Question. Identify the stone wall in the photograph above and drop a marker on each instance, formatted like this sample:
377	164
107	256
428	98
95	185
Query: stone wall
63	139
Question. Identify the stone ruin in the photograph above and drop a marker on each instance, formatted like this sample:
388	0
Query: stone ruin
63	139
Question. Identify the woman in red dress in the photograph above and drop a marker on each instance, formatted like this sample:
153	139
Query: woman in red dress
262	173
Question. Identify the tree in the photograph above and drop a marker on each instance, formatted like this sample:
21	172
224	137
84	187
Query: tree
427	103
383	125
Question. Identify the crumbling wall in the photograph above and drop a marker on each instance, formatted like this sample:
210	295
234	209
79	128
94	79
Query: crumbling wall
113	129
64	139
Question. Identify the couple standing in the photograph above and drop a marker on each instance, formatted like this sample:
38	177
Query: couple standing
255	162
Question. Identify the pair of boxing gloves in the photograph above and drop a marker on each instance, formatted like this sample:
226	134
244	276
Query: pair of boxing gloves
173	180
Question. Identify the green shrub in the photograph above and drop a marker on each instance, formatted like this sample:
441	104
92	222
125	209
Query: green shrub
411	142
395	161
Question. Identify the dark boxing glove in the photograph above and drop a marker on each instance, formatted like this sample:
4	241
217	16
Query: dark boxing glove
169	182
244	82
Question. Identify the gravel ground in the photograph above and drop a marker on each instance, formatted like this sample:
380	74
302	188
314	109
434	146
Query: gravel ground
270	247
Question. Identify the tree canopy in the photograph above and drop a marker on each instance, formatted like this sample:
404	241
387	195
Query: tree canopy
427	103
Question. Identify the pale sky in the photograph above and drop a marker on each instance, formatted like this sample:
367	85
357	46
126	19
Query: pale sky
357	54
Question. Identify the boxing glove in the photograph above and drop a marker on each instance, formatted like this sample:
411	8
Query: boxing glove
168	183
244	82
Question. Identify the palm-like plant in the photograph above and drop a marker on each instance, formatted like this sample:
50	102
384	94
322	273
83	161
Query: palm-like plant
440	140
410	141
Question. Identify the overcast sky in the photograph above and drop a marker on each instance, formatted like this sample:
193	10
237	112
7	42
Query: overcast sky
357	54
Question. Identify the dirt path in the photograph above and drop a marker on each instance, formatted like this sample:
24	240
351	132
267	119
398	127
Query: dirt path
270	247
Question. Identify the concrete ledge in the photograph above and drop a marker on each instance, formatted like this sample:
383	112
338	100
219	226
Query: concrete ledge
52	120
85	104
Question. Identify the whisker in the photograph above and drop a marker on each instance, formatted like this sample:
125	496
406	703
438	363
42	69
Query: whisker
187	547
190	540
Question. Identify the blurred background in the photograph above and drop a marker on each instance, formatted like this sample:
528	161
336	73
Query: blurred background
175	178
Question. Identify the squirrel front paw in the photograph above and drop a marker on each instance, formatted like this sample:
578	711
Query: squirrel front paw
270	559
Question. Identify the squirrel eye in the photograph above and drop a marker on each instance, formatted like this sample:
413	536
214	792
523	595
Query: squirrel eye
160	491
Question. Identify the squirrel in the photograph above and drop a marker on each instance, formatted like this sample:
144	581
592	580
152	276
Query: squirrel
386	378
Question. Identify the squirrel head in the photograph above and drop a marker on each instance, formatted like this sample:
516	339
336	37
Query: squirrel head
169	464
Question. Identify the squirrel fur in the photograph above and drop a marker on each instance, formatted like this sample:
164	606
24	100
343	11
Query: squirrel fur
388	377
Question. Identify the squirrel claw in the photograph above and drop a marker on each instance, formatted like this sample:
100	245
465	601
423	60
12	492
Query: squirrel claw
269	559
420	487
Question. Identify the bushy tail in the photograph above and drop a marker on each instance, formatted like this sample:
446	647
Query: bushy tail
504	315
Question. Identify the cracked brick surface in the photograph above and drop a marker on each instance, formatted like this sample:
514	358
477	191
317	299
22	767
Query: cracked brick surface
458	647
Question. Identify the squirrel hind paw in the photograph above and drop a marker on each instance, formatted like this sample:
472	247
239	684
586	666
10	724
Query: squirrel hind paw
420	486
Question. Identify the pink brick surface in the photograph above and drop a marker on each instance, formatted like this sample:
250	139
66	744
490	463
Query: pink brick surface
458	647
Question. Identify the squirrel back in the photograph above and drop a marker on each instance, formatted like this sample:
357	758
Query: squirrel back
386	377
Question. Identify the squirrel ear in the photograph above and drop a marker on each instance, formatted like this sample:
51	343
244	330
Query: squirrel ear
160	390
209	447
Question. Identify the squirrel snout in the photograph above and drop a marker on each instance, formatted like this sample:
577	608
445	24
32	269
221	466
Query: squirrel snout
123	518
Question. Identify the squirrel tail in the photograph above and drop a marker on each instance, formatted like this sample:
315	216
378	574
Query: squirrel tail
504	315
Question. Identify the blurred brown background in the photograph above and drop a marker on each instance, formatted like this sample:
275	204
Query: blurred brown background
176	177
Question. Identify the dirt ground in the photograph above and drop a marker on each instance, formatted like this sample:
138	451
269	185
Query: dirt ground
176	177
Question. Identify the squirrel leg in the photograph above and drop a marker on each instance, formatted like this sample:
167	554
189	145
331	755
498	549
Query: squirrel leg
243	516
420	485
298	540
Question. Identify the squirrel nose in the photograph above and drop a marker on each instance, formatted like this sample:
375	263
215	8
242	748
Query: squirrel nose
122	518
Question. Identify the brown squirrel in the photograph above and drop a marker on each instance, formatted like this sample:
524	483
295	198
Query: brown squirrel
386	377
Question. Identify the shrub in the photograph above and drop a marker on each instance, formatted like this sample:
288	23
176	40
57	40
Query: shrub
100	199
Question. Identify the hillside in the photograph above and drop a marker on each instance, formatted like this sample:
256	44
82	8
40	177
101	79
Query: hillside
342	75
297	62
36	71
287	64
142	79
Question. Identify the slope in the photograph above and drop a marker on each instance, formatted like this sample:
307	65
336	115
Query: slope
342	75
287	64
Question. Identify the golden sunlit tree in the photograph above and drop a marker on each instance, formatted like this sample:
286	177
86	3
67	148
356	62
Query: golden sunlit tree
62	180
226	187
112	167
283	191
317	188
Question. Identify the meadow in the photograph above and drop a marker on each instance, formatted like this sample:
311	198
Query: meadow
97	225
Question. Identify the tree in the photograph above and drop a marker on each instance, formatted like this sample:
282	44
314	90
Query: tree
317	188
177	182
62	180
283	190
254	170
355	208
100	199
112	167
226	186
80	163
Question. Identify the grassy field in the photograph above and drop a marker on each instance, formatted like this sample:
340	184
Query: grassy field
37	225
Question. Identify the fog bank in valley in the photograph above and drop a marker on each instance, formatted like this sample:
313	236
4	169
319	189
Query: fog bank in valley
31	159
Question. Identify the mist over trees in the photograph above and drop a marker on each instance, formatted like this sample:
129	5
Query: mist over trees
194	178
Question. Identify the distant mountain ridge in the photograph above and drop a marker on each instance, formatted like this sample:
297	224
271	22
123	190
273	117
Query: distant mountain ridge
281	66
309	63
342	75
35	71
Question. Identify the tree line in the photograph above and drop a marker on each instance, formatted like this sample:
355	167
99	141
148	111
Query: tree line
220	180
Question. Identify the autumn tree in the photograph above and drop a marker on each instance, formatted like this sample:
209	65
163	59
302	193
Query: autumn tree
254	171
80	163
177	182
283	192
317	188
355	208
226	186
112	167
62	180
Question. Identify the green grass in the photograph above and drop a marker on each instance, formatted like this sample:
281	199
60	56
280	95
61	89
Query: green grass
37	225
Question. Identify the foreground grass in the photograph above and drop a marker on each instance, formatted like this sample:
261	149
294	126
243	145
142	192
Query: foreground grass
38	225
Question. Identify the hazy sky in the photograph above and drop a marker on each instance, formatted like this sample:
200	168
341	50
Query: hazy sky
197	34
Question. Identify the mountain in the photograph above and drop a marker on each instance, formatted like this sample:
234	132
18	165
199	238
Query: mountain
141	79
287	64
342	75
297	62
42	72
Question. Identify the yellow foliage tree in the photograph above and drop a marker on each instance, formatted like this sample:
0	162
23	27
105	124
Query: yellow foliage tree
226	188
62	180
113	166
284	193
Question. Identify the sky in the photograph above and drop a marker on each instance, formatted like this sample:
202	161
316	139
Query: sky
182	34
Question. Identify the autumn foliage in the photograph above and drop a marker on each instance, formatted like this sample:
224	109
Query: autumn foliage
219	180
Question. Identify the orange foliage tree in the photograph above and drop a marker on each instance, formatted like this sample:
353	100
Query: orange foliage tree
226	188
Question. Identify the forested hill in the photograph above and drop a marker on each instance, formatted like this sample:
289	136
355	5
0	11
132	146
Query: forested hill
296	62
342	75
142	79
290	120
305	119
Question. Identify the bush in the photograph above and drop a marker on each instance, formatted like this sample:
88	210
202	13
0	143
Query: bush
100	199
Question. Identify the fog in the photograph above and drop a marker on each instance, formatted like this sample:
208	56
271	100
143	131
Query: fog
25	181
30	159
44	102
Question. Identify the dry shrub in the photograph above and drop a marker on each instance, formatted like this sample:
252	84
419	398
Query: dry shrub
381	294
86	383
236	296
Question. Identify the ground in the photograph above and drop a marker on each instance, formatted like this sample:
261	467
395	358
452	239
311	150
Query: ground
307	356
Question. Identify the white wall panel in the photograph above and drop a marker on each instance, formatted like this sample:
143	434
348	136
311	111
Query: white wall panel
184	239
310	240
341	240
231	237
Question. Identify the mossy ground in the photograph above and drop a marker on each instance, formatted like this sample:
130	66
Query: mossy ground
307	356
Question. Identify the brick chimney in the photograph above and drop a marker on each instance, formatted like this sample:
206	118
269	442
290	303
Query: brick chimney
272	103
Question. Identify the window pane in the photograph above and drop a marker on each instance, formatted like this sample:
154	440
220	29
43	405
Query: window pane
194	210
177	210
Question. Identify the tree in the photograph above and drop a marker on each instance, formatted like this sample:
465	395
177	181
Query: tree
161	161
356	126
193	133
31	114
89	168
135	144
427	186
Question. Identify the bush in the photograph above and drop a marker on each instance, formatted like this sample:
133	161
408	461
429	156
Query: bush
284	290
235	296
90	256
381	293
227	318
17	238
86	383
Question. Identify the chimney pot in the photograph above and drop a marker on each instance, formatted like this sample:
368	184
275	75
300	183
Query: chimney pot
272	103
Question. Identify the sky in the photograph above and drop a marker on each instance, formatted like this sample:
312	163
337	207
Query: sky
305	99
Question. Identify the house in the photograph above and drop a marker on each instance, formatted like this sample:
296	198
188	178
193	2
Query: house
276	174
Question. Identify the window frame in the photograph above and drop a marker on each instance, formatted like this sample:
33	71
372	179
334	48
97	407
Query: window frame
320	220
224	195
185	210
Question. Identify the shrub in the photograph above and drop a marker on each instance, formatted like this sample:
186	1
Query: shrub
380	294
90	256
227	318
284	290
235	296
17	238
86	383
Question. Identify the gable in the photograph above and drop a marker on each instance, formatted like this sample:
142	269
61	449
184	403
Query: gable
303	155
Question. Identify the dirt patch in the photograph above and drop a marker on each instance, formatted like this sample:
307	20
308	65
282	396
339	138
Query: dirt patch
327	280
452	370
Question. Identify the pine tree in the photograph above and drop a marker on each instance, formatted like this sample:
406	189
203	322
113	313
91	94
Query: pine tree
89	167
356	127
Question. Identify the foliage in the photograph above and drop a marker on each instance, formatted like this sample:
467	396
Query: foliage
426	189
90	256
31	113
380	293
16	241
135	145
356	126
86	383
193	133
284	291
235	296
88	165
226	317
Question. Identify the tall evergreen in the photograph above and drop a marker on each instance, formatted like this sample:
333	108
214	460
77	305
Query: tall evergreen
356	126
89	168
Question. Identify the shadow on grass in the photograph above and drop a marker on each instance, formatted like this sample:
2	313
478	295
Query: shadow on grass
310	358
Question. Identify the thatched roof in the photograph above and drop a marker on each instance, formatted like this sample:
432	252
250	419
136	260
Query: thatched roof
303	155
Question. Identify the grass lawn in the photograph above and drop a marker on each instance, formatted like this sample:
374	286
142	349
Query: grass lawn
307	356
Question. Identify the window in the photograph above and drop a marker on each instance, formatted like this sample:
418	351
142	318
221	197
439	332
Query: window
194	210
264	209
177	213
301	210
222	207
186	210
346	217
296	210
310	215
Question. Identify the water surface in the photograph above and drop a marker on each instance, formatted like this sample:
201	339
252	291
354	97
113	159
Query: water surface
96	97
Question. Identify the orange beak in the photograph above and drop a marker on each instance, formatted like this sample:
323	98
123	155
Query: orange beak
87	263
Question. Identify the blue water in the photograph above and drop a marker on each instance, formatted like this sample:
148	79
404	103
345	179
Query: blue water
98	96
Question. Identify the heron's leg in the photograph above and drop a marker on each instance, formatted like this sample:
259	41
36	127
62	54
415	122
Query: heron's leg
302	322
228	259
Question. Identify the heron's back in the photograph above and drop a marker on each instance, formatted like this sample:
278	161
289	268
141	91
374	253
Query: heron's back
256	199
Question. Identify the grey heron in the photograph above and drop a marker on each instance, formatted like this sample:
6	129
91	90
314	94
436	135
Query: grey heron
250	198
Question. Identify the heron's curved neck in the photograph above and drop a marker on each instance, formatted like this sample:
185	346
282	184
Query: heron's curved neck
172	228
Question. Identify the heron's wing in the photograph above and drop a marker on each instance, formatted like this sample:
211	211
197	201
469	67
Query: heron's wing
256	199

### What to produce
Could you return, word for word, only the lines running from the first line of the material above to the line that contains "Question. Identify the woman", inclusive?

### Solution
Question. Identify the stone wall in the photograph above and drop a marker on each instance, formatted like this sample:
377	164
107	256
428	98
95	185
Query: stone wall
63	139
Question. Identify the stone ruin in the photograph above and drop a marker on each instance, formatted like this sample:
388	0
Query: stone ruin
63	139
Question. Identify the woman in red dress in the photograph above and drop a marker on each instance, formatted like this sample:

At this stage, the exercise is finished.